EXERCISE REQUIREMENTS:
A - Reproduce the part of the SDO/AIA data processing passage between "3.2. SDO/AIA data" and "et al. 2008).", inclusive.
B - Write a continuation of the SDO/AIA data processing passage, picking up after its final sentence.

TEXT EXTRACT:
◇ ◇ ◇ ◇ ◇ ◇ ◇
3.2. SDO/AIA data processing

We chose the following conditions for the SDO/AIA 193 Å data; the observation time corresponds to that of the whole Hinode/EIS raster scan. The FOV is slightly larger than the region observed by Hinode/EIS and it is tracked with solar rotation at the Carrington rate. Images were transformed to a grid with a resolution of 0.6 arcsec per pixel. The pre-processed data were aligned with the solar north and divided by the exposure time. The strongly saturated frames were removed. We selected SDO/AIA 193 Å images with more than 2 s of exposure time to obtain suitable images for long-lived coronal structure analysis. We processed the images with an image stacking technique to increase photon-to-noise statistics and then with a wavelet high-pass filter to enhance coronal structures (Stenborg et al. 2008).
◇ ◇ ◇ ◇ ◇ ◇ ◇
Point placement lines:
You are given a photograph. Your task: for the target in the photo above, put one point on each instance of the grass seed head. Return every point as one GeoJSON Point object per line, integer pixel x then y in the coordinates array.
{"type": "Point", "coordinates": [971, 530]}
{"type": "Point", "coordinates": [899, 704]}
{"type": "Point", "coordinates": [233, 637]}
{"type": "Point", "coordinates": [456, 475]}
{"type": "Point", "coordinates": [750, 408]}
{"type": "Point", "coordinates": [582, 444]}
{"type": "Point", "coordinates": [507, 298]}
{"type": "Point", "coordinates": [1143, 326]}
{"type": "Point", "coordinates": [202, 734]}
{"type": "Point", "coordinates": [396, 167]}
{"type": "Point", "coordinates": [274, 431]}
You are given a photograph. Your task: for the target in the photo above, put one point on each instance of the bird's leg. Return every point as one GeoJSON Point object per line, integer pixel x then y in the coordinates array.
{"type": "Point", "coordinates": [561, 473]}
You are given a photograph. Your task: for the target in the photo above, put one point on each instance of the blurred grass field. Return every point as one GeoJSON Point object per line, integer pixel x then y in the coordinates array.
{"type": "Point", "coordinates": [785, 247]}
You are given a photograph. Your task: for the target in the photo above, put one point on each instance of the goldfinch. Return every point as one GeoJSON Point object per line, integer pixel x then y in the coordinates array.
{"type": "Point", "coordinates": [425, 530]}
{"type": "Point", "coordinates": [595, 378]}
◇ ◇ ◇ ◇ ◇ ◇ ◇
ANSWERS GIVEN:
A -
3.2. SDO/AIA data processing

We chose the following conditions for the SDO/AIA 193 Å data; the observation time corresponds to that of the whole Hinode/EIS raster scan. The FOV is slightly larger than the region observed by Hinode/EIS and it is tracked with solar rotation at the Carrington rate. Images were transformed to a grid with a resolution of 0.6 arcsec per pixel. The pre-processed data were aligned with the solar north and divided by the exposure time. The strongly saturated frames were removed. We selected SDO/AIA 193 Å images with more than 2 s of exposure time to obtain suitable images for long-lived coronal structure analysis. We processed the images with an image stacking technique to increase photon-to-noise statistics and then with a wavelet high-pass filter to enhance coronal structures (Stenborg et al. 2008).

B -
3.3. Hinode/EIS and SDO/AIA data co-alignment

Dynamic structures on the solar surface evolve over a significantly shorter time than the duration of the Hinode/EIS raster observation of 67 min. We created a pseudo SDO/AIA raster analogous to the Hinode/EIS raster to compensate for possible dynamic changes. To this end, we extracted the SDO/AIA data closest in time to each position of the Hinode/EIS slit. These data were merged into a single SDO/AIA map (hereafter referred to as the artificial SDO/AIA raster map), corresponding to the Hinode/EIS raster map using the cross-correlation method described here. The offset between the artificial SDO/AIA raster map and the Hinode/EIS raster map was applied, together with a pointing correction. Based on the new Hinode/EIS pointing details, the new artificial SDO/AIA raster map was created and aligned to the new Hinode/EIS map. In our analysis, we set the expected accuracy to half the size of the Hinode/EIS pixel.

Figure 2 shows the Hinode/EIS intensity and Doppler velocity raster maps and the corresponding artificial SDO/AIA raster map. A similar procedure was presented in Barczynski et al. (2018) to co-align SDO/AIA and the Interface Region Imaging Spectrometer (IRIS) raster data. Here 3D point triangulation is performed with SDO/AIA data, and each 3D point is assigned to a pair of Doppler shifts via spatio-temporal SDO/AIA–Hinode/EIS co-alignment.

Fig. 2. Hinode/EIS intensity (middle) and Doppler velocity (right) raster maps with corrected pointing information, and the spatio-temporally corresponding artificial SDO/AIA raster map (left) obtained by the instruments in position 1.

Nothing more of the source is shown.